▸ WORK INSTRUCTION
Scan the records that follow, and whenever a line has the word "green", copy it.

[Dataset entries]
——
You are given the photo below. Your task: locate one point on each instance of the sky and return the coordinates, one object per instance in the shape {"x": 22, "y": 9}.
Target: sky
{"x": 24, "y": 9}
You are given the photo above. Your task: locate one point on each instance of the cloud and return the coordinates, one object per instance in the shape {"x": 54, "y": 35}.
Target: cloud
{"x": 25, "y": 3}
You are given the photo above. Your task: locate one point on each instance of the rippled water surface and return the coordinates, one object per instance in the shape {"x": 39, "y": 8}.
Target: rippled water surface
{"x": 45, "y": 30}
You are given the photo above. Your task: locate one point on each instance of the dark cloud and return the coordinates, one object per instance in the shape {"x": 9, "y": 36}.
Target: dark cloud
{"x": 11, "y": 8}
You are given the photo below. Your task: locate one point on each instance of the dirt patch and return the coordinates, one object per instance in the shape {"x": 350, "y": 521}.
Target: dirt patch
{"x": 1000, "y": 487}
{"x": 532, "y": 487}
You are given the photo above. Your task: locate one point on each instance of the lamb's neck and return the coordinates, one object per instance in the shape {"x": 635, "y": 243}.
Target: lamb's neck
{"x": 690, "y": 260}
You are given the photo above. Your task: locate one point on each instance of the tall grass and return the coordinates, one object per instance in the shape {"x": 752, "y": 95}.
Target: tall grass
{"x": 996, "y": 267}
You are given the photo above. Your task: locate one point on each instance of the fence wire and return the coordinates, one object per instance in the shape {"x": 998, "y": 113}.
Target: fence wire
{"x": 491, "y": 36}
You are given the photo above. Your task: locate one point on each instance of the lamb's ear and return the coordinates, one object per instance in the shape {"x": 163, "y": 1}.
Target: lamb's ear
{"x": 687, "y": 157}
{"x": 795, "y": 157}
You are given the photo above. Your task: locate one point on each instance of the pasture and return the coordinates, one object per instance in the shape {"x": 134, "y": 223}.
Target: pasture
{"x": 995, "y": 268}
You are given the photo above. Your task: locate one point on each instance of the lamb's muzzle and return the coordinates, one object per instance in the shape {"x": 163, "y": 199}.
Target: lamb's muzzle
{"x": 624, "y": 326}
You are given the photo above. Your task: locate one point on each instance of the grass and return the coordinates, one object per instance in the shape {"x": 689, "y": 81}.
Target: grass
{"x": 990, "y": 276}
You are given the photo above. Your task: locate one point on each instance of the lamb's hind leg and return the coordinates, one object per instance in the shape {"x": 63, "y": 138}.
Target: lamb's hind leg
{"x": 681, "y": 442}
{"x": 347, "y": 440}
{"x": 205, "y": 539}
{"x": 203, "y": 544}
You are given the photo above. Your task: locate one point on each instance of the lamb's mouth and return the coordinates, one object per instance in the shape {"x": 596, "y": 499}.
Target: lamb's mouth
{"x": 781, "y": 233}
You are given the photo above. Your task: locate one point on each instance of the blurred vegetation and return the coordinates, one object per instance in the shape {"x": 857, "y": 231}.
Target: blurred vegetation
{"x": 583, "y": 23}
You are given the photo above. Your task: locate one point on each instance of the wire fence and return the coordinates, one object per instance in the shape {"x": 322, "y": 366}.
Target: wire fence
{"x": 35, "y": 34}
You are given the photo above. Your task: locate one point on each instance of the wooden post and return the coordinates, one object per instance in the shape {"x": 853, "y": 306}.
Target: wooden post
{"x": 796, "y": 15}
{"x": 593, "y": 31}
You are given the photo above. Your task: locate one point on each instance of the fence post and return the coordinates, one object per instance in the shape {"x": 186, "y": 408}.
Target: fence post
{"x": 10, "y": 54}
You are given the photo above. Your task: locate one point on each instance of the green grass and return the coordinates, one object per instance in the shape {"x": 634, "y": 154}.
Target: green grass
——
▸ WRITTEN ANSWER
You are given the photo above. Your task: locate one point on each instance of the green grass and return the coordinates, one object per instance in the shape {"x": 634, "y": 154}.
Target: green grass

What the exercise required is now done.